● Task requirements
Where does the string "array" appear in the material? Copy each line that holds it.
*****
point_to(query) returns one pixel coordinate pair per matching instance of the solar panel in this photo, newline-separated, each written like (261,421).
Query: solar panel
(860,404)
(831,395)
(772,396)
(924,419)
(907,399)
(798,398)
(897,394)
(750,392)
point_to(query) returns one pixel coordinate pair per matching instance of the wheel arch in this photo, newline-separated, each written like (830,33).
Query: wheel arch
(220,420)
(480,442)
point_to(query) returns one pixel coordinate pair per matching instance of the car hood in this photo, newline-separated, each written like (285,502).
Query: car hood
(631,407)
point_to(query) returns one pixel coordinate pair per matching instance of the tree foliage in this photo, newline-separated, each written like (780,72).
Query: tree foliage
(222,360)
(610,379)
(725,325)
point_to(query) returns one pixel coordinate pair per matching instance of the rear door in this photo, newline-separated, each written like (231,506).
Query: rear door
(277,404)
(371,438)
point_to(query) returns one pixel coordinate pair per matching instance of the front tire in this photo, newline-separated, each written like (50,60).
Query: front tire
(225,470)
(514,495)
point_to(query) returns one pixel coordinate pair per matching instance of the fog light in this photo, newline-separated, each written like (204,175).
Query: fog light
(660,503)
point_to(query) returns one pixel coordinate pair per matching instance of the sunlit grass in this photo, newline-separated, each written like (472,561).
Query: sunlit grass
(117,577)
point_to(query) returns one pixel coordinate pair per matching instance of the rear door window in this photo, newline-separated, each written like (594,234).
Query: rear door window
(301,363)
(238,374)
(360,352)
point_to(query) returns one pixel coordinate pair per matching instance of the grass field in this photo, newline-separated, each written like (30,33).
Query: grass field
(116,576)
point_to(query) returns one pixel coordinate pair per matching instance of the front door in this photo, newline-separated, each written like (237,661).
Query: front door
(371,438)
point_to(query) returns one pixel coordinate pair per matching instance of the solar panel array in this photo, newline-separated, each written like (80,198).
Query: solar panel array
*****
● Task answer
point_to(query) returns one pixel coordinate pair per matching instance of the solar panel array in this photo, newline-separated, each written like (80,198).
Query: solar panel array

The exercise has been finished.